Excerpted passage:
FRESH

FRESH

(director: Mimi Cave; screenwriter:Lauryn Kahn; cinematographer: Pawel Pogorzelski; editor: Martin Pensa; music: Alex Somers; cast: Andrea Bang(Penny), Daisy Edgar-Jones (Noa), Sebastian Stan (Steve), Jojo T. Gibbs (Molly), Dayo Okeniyi (Paul), Charlotte Le Bon (Ann), Bret Dier (Chad); Runtime: 114; MPAA Rating: R; producers; Adam McKay, Kevin J. Messick, Maeve Cullinane: Hulu/ Searchlight Pictures; 2022)

Its darkness is not for everyone, but for some it works.

Reviewed by Dennis Schwartz

In her debut, a Sundance launched “Midnight” movie, Mimi Cave comes up with a skillfully shot but deeply depraved, dark comedy thriller, revolving around her new boyfriend’s foul secret. It’s billed as a movie about the horrors of modern-day dating for the young, but writer Lauryn Kahn keeps it along the lines of other recent horror pics like “Promising Young Woman” and “Get Out.”

The twentysomething Noa (Daisy Edgar-Jones) lives in Los Angeles. She gets her dates through dating apps, but has become tired over the experience (as we’re shown a lousy such date she’s on with an unlikable guy-Bret Dier) and would like to find dates another way.

At the produce aisle of her supermarket she encounters this handsome, charming, eligible bachelor–the Texan stranger Steve (Sebastian Stan). After they chat she agrees to see him again at a restaurant and they make some small talk trying to get to know each other. It turns out Steve is a  plastic surgeon and a good listener, who talks the vulnerable woman into going with him for a week-end getaway in a remote place. That’s where we find out he’s a bad guy, who drugs and locks her in the basement and tells her when she comes to that “I’m going to sell your meat.” His plan is to keep her chained up in his basement, hacking off her edible parts and sending them to an elite group of men clients.

It’s a sicko scene, stylishly shot, that comes with more surprises, eerie tongue-in-cheek performances, a certain amount of clever filmmaking, a badass soundtrack that includes twisty oldies like “Obsession” and “Restless Heart,” and it creatively brings forth a most strange allegory. Its darkness is not for everyone, but for some it works.

Fresh premiered at the Sundance Film Festival.

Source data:
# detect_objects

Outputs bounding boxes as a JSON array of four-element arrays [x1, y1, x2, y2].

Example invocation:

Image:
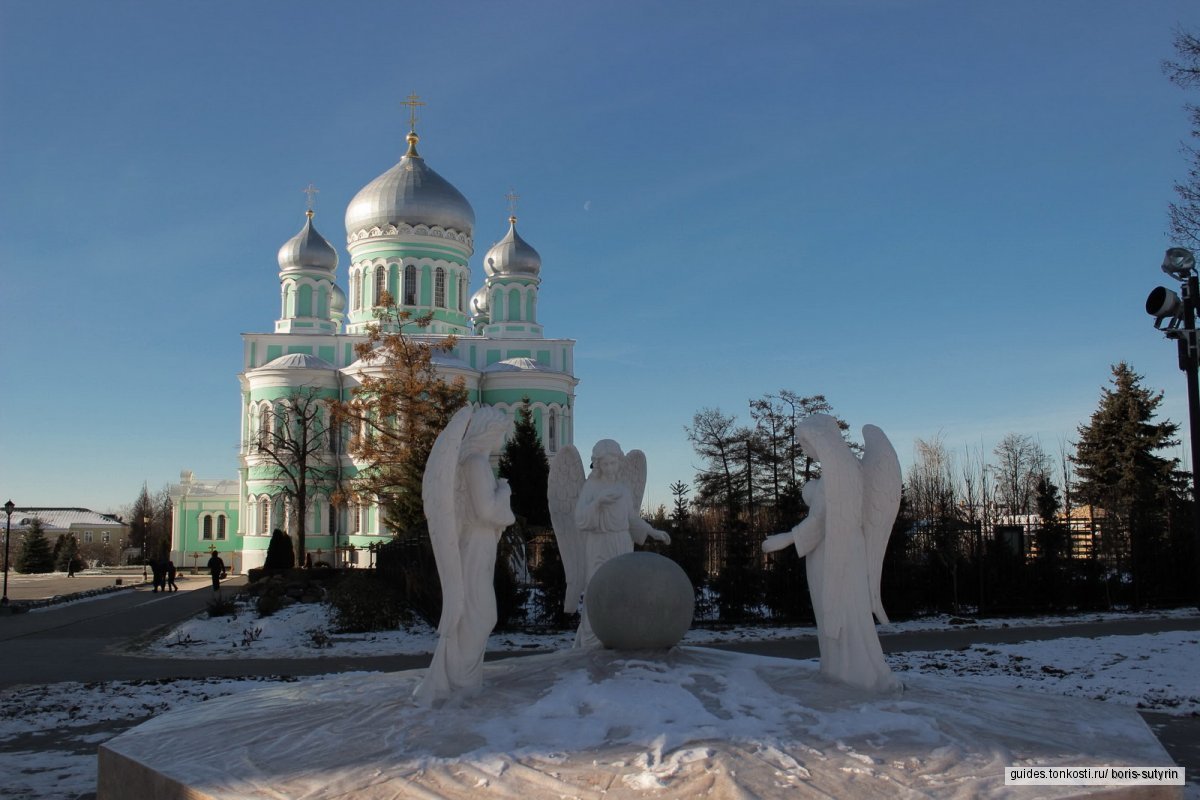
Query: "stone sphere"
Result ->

---

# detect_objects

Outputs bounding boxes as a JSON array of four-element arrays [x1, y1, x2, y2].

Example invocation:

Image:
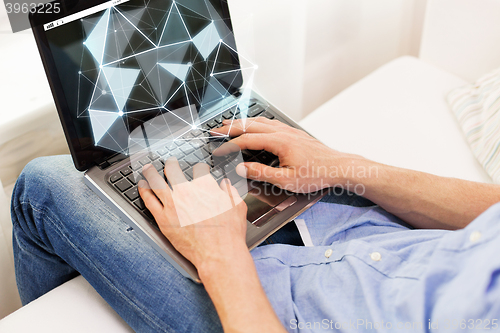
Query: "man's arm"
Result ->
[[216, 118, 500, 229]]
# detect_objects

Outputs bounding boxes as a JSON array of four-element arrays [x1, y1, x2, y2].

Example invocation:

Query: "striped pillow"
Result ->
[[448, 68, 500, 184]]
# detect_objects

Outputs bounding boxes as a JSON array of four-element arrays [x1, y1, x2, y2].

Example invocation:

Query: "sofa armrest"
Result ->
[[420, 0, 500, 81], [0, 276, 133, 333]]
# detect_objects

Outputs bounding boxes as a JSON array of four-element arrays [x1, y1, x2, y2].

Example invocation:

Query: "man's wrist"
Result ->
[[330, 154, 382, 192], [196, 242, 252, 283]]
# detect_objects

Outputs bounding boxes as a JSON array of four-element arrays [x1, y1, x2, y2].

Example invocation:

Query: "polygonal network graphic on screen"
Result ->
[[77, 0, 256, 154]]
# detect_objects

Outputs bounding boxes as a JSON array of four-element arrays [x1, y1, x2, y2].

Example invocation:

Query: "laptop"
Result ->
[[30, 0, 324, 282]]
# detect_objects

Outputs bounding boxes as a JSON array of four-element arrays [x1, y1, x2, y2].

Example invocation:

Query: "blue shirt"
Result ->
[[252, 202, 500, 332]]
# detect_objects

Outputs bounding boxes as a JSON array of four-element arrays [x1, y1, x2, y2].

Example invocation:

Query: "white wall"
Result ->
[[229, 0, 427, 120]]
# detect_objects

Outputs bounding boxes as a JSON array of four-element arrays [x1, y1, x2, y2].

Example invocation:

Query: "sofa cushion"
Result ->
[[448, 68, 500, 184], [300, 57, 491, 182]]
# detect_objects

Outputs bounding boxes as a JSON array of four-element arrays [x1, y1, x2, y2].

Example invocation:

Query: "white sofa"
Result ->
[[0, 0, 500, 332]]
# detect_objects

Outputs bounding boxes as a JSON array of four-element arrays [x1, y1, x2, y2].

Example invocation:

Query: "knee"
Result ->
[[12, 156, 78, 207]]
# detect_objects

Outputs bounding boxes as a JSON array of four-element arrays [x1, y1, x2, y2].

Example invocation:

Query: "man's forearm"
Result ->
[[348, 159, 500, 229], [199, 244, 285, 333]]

Task objective:
Answer these questions using the film review of Fresh.
(a) In what city does Noa live?
(b) Where does Noa first encounter Steve?
(c) At which film festival did Fresh premiere?
These rows have no connection to the film review.

Worked solution:
(a) Los Angeles.
(b) In the produce aisle of her supermarket.
(c) The Sundance Film Festival.